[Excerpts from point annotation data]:
■ ■ ■ ■

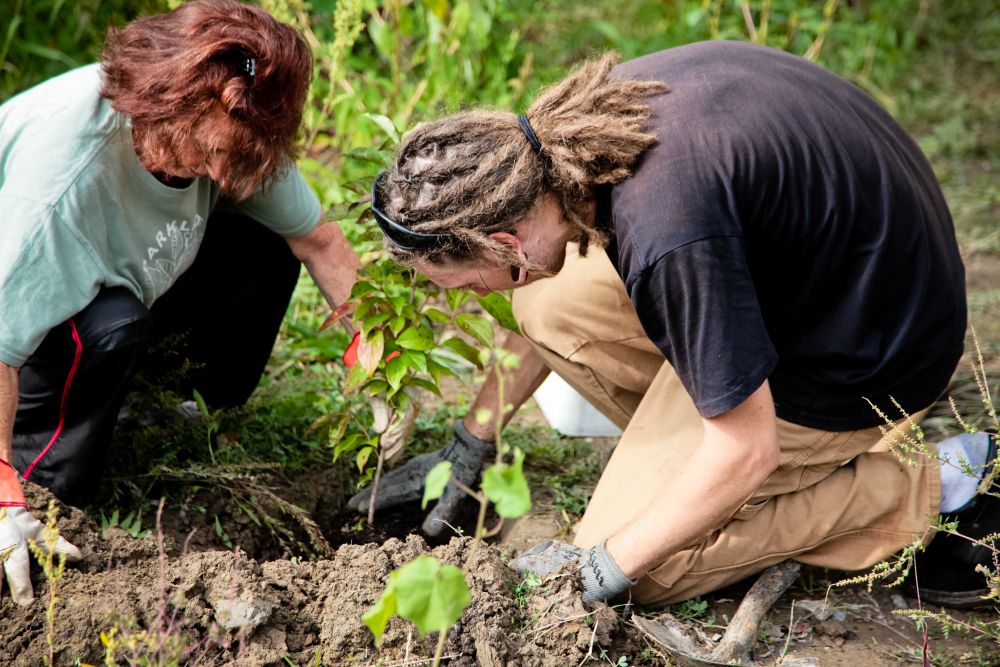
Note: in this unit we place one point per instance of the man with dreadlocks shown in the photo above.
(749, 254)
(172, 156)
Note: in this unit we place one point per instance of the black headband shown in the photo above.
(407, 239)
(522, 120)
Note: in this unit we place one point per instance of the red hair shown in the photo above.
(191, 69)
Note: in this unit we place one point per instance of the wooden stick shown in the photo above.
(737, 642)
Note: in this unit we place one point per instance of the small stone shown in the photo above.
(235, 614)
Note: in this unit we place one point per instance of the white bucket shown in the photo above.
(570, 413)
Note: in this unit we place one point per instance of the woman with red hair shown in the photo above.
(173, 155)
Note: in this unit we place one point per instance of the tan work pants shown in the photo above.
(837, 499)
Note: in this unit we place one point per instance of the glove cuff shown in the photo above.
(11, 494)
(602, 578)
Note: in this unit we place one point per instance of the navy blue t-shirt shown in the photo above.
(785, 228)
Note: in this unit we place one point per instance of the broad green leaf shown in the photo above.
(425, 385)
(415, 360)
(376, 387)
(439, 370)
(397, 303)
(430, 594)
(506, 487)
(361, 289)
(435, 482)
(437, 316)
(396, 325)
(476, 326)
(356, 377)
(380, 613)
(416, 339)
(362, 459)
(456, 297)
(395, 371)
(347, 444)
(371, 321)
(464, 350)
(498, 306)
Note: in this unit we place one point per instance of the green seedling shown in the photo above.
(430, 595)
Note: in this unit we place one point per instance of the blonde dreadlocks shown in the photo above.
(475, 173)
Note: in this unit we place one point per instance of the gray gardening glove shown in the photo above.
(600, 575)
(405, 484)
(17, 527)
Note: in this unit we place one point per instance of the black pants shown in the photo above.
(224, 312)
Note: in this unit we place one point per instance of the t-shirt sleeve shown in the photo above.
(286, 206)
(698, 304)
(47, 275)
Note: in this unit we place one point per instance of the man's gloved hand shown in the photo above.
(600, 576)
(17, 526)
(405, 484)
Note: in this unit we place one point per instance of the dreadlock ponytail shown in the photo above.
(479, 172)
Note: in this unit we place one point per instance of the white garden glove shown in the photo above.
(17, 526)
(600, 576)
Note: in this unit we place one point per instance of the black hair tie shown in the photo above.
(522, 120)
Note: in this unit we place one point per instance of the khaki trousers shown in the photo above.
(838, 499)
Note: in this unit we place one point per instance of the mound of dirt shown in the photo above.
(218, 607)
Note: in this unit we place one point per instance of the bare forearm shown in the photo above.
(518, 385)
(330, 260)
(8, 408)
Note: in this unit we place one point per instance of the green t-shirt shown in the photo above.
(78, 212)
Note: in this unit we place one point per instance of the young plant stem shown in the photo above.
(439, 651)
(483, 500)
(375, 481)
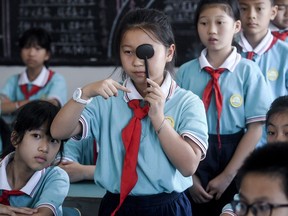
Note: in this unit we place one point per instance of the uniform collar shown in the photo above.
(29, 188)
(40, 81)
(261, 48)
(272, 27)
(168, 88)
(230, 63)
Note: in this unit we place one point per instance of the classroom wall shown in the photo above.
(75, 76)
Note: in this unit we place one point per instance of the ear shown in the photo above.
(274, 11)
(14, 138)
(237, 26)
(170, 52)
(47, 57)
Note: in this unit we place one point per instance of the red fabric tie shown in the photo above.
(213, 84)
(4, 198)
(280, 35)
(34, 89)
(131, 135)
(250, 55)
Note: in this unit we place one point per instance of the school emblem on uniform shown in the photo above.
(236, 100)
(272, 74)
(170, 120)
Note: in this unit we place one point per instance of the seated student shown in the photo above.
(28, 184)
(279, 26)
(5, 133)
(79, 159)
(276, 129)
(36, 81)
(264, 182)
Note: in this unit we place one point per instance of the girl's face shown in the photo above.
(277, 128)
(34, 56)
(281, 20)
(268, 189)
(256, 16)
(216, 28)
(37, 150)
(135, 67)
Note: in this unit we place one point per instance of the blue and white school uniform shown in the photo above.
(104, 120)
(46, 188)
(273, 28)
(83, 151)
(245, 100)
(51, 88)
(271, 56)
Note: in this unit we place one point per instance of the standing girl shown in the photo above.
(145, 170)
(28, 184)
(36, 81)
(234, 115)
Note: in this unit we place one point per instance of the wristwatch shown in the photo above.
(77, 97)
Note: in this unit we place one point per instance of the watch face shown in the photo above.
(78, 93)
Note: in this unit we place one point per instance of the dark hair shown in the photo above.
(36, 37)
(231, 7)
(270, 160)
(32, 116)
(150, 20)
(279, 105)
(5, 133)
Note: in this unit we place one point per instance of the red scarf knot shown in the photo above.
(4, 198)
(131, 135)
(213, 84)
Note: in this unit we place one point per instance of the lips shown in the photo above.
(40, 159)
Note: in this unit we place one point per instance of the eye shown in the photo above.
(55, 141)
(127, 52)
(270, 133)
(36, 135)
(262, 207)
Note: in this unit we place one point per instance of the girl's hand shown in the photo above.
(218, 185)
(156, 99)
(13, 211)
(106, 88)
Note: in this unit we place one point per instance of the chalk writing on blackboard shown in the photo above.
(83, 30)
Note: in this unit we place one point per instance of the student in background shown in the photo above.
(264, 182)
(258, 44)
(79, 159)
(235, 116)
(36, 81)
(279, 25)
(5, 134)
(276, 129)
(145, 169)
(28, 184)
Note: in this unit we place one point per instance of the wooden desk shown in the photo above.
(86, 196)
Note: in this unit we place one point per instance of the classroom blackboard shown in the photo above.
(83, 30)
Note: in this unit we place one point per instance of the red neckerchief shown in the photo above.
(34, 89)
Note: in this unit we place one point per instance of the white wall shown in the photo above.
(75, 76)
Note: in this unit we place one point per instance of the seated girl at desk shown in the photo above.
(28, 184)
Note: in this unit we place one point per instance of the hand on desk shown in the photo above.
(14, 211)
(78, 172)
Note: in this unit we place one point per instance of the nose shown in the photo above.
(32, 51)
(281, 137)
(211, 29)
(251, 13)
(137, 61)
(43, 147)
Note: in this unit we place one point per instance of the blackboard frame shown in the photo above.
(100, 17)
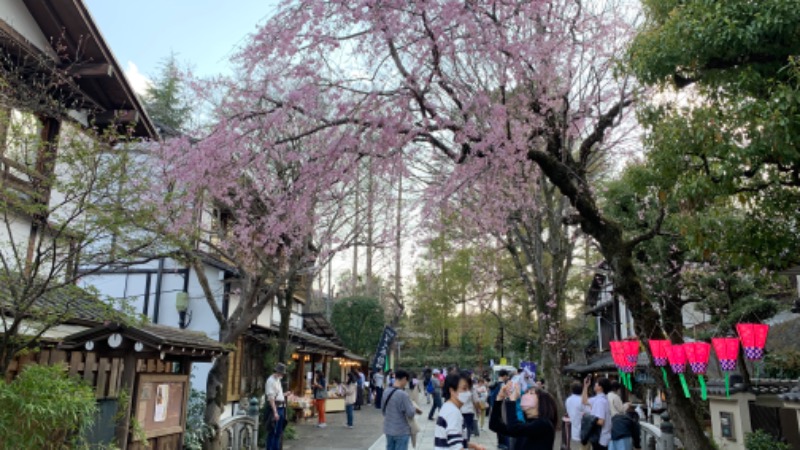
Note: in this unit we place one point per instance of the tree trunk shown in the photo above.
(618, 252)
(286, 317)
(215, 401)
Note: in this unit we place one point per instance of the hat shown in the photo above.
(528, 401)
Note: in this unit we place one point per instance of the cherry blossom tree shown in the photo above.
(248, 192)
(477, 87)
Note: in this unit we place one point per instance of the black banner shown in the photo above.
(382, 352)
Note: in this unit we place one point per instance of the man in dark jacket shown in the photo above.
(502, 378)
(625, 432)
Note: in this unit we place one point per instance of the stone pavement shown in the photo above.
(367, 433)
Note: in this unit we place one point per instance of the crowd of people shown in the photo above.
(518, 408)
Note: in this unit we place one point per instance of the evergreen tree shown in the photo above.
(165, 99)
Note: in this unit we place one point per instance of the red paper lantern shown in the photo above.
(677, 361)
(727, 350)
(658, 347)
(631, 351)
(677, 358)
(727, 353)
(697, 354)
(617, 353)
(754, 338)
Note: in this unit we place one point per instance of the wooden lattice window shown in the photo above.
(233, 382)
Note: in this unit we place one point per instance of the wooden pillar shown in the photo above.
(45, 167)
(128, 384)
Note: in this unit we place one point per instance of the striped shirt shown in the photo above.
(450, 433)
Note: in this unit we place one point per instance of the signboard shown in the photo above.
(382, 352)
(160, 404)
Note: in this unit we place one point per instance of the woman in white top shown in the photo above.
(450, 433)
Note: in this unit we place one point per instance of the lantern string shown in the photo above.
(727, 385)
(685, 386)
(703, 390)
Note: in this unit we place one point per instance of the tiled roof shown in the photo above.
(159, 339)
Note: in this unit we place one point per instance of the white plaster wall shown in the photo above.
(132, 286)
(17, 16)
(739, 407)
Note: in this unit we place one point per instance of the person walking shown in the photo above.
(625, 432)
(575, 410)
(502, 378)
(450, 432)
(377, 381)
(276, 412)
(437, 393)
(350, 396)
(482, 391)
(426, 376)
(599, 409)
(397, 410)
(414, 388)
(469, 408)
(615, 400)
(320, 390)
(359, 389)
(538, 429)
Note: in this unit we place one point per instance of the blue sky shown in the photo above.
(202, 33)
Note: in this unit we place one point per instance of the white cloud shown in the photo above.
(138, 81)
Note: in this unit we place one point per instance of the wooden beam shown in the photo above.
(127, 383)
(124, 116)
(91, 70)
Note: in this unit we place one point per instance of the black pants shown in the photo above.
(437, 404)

■ ■ ■ ■

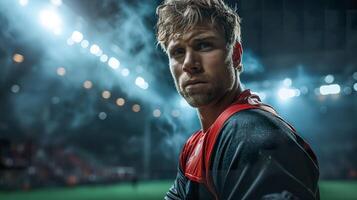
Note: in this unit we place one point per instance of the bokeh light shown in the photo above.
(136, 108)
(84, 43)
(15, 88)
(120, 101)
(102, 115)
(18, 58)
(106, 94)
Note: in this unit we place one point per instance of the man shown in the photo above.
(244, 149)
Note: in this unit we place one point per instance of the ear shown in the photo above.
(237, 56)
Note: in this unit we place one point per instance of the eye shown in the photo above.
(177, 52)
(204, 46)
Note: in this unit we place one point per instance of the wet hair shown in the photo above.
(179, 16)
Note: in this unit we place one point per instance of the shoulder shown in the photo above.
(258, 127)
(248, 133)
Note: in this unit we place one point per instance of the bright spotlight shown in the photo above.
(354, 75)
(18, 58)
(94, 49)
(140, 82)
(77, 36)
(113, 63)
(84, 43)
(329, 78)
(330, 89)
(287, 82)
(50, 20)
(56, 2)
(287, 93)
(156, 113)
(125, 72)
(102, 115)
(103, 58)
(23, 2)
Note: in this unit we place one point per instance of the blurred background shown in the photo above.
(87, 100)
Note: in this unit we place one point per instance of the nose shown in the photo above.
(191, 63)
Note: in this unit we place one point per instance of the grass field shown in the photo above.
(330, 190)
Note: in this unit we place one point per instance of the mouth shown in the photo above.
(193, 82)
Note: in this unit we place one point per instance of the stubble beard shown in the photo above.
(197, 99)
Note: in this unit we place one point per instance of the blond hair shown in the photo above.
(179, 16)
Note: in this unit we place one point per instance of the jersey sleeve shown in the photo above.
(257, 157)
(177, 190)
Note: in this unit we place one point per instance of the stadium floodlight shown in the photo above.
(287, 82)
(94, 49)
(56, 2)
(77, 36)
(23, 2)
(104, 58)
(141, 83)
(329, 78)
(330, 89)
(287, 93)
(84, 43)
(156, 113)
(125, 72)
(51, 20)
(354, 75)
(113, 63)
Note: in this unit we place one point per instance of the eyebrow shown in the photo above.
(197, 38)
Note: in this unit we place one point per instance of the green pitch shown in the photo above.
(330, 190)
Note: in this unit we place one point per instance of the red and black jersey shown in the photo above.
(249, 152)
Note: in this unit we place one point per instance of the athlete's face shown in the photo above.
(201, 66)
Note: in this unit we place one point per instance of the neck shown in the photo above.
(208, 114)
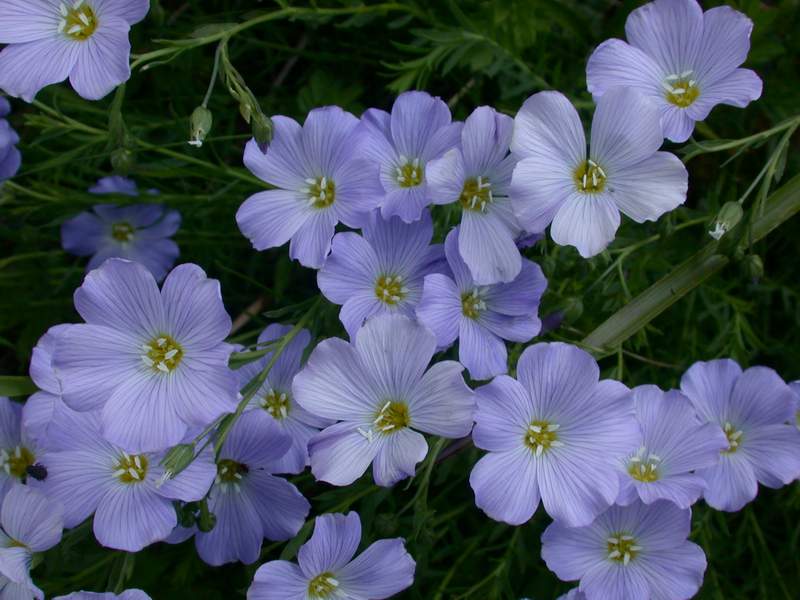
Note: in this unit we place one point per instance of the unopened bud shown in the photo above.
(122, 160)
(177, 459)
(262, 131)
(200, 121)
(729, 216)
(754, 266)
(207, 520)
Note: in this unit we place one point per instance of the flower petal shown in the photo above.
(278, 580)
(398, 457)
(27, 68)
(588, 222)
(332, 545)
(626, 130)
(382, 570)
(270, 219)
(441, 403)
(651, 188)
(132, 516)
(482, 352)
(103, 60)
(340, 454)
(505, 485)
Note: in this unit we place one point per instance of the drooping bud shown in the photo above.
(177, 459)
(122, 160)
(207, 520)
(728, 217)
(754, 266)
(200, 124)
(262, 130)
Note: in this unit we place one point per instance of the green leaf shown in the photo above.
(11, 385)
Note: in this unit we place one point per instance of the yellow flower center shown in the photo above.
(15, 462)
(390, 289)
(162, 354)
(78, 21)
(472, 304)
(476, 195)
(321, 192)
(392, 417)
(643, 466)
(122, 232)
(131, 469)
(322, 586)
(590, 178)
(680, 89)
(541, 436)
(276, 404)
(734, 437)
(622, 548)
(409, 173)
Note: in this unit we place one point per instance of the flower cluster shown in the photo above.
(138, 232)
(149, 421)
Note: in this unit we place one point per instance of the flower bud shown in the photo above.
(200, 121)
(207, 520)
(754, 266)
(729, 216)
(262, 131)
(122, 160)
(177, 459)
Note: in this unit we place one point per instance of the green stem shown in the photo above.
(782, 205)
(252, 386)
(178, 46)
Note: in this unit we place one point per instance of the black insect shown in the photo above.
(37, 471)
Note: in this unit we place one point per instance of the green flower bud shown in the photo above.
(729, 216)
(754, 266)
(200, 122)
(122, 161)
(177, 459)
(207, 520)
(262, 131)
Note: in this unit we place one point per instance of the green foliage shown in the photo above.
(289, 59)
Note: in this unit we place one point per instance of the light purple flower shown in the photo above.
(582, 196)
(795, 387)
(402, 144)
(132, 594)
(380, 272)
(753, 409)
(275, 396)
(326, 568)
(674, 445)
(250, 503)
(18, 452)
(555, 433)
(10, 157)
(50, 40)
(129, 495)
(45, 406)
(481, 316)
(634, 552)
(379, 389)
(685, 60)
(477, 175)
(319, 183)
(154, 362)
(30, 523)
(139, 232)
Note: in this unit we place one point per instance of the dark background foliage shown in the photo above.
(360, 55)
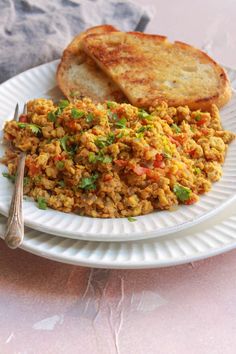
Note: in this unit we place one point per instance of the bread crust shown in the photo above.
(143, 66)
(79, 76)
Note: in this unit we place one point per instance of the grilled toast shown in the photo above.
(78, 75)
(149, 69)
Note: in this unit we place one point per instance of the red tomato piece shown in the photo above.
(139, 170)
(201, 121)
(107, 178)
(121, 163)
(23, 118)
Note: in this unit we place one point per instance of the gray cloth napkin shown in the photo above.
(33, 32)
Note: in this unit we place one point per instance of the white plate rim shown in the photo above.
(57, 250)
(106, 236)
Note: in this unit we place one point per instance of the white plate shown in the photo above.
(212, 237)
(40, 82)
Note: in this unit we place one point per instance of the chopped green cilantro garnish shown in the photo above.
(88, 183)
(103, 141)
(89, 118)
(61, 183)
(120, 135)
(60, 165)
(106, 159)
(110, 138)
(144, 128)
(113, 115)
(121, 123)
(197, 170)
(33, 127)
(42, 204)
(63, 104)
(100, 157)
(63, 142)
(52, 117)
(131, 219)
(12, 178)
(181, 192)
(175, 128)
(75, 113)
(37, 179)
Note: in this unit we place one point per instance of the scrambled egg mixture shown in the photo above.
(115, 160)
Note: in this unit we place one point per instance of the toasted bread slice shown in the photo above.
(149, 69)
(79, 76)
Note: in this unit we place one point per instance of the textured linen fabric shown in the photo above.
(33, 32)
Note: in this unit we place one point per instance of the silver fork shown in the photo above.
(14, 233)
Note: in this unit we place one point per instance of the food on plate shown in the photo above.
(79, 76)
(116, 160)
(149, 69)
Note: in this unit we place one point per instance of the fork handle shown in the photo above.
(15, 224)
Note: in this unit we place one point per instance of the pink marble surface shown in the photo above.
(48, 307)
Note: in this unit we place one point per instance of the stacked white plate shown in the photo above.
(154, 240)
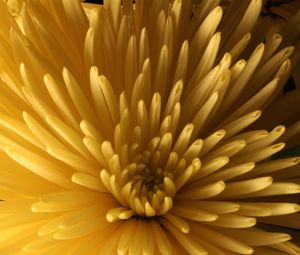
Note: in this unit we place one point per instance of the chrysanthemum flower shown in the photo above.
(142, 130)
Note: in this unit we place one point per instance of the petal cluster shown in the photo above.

■ ■ ■ ■

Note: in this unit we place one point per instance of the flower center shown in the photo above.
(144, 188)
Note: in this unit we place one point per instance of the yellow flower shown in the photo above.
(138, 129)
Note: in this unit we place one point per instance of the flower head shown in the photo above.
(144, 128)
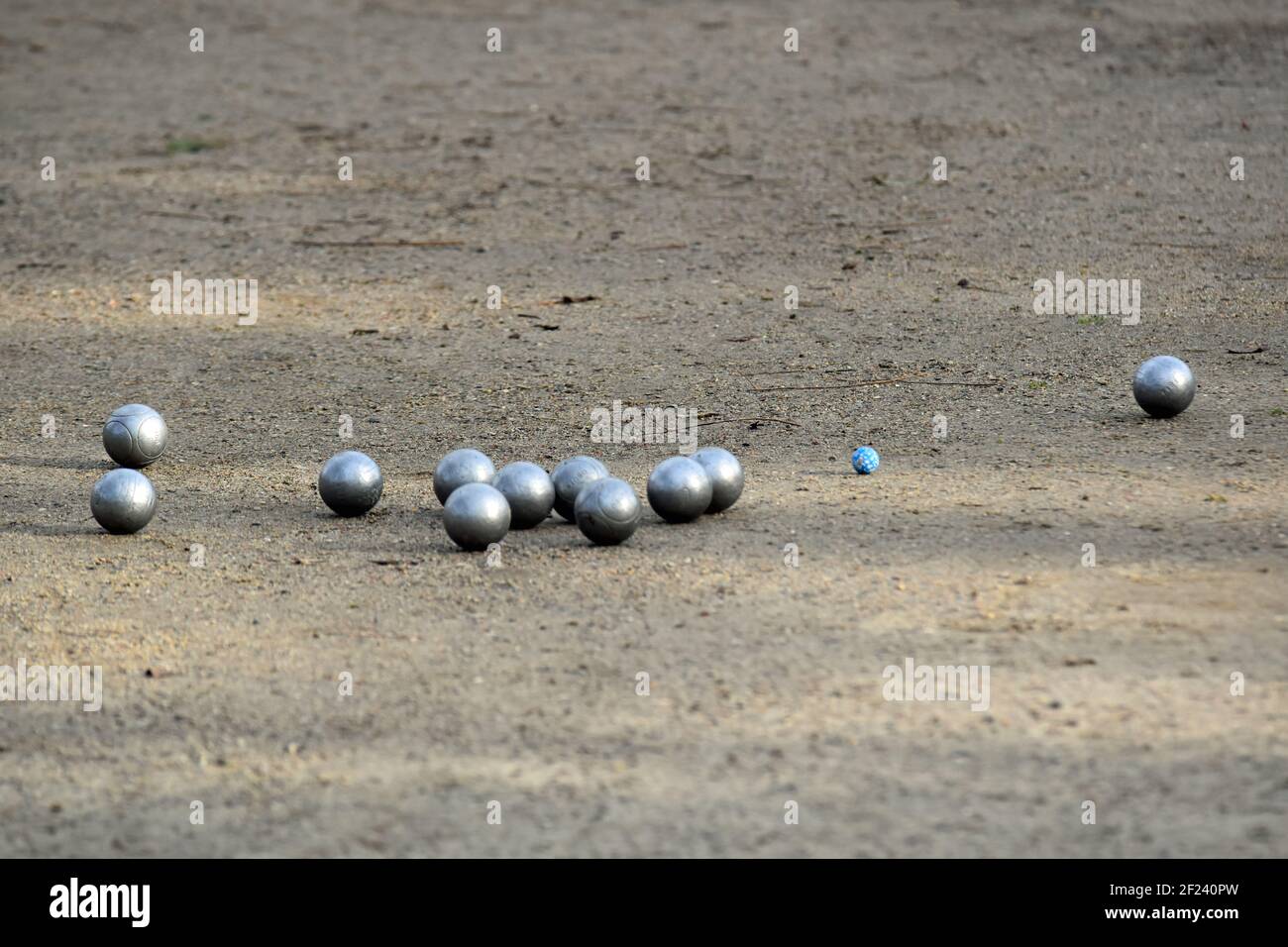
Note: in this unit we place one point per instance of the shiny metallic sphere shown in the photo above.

■ ■ ■ ■

[Goal of the exercise]: Please list every line above that contains the word "blue".

[Exercise answer]:
Note: in this unit we place one point per instance of the navy blue t-shirt shown in the photo above.
Note: in this unit we place one point per instance of the blue and white school uniform shown in the photo above.
Note: in this unit we place one point per instance of the blue sky shown in the photo above.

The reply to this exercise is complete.